[Records contained in a dataset]
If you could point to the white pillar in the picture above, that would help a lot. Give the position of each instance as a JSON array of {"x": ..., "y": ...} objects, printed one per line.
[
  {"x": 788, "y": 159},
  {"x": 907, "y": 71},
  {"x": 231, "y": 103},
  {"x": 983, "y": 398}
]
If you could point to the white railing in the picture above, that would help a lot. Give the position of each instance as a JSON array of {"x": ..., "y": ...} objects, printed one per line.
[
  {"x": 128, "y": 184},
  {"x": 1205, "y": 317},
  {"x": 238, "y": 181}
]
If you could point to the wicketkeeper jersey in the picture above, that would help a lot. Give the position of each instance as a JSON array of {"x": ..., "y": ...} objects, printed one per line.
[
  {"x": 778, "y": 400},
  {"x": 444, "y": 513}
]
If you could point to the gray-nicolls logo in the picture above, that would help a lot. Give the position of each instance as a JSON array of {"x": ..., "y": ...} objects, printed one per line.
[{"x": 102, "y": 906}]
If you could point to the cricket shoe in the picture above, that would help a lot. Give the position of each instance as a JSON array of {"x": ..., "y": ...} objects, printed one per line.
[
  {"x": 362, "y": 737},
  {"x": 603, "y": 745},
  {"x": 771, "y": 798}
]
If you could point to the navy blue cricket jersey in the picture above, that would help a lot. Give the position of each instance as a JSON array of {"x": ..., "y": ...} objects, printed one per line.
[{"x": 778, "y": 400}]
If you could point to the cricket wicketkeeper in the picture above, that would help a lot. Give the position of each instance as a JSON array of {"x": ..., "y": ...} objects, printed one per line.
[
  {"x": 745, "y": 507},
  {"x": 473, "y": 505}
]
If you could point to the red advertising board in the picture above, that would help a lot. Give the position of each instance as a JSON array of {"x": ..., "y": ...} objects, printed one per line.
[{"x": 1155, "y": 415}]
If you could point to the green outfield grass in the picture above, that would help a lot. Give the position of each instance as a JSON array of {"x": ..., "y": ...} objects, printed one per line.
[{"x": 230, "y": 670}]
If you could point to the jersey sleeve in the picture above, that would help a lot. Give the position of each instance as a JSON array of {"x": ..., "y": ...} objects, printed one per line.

* _WORK ITEM_:
Write out all of the records exactly as they stand above.

* _EXPECTED OUTPUT_:
If you could point to the white pillar in the picture above, that would help a lot. Give the position of each instance as a JSON array of {"x": ..., "y": ...} objects, printed one per line.
[
  {"x": 788, "y": 159},
  {"x": 907, "y": 71},
  {"x": 231, "y": 103},
  {"x": 983, "y": 398}
]
If you could point to the white railing in the picture above, that would help a lot. Give the position of each instance as a JSON array of {"x": ..., "y": ...} objects, printed one per line.
[
  {"x": 128, "y": 184},
  {"x": 1205, "y": 317},
  {"x": 238, "y": 181}
]
If you could point to the wicketkeeper jersey in the picture above, that would help a lot. Give the position of each instance as a JSON array of {"x": ..., "y": ...} objects, printed one per line.
[
  {"x": 778, "y": 400},
  {"x": 444, "y": 513}
]
If you could point to the gray-nicolls logo in the picture above, that would help a lot. Give the position of each instance as a JSON array of {"x": ..., "y": ...} objects, printed one per line.
[{"x": 102, "y": 906}]
If you could point to the cricket shoe in the picture above, that would help a lot. Give the position of each instance as a JSON array of {"x": ..., "y": ...} objects, printed one per line.
[
  {"x": 362, "y": 737},
  {"x": 603, "y": 745},
  {"x": 771, "y": 798}
]
If you could point to the navy blue cricket jersey in the picture above, that would help a lot. Give the position of each instance as a JSON array of {"x": ..., "y": ...} objects, printed one per line.
[{"x": 778, "y": 400}]
If you could point to the cricket wicketkeeper in the picture above, that would help a lot. Give the position of each instance as a JSON array of {"x": ..., "y": ...} objects, printed one per line.
[
  {"x": 745, "y": 507},
  {"x": 473, "y": 505}
]
If you could point to the red advertising board in the picture above, that would help a lot. Give the position of each instance as a JSON array of {"x": ..., "y": ...} objects, printed one per line.
[{"x": 1155, "y": 415}]
If you could point to the green outfield grass in the picture above, that would help a lot. Give the position of each instance as a JSON array of {"x": ..., "y": ...} objects, printed one per line.
[{"x": 230, "y": 670}]
If you could point to the jersey sleeve in the picture above, that would help a lot. Give the position of each instance as a JSON array of {"x": ..., "y": ...} objects, printed one per line.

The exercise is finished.